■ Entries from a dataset
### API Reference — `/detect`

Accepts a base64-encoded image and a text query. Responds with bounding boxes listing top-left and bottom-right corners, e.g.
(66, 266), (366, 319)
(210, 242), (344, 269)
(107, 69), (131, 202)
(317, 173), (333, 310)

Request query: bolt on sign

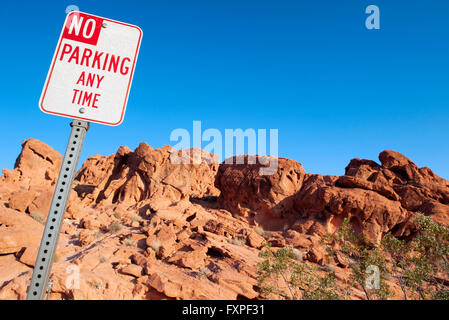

■ GOAL OF THE EXERCISE
Rewrite the lines above, replacing every "query" with "prompt" and changing nothing else. Leave the pictures out of your answer.

■ RESPONSE TO THIS TASK
### API Reference — `/detect`

Accepts a base64-encoded image and a text prompt. Responds with bounding boxes listing top-left and bottom-right corners, e.g.
(66, 266), (366, 319)
(210, 242), (344, 269)
(107, 69), (131, 202)
(317, 173), (333, 310)

Request prompt: bolt on sign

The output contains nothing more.